Data items

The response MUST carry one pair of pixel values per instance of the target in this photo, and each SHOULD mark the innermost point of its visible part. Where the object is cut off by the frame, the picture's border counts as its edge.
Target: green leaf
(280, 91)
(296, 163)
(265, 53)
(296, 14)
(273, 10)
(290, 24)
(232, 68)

Exercise details: Each record is to be transcribed exactly and in full.

Task answer:
The response MUST carry one pair of pixel values per instance of the target in this photo, and each SHOULD mark the innermost point of its visible part. Where the object is cut off by the frame, the picture's border counts as its edge.
Target: green leaf
(280, 91)
(296, 163)
(265, 53)
(296, 14)
(273, 10)
(290, 24)
(232, 68)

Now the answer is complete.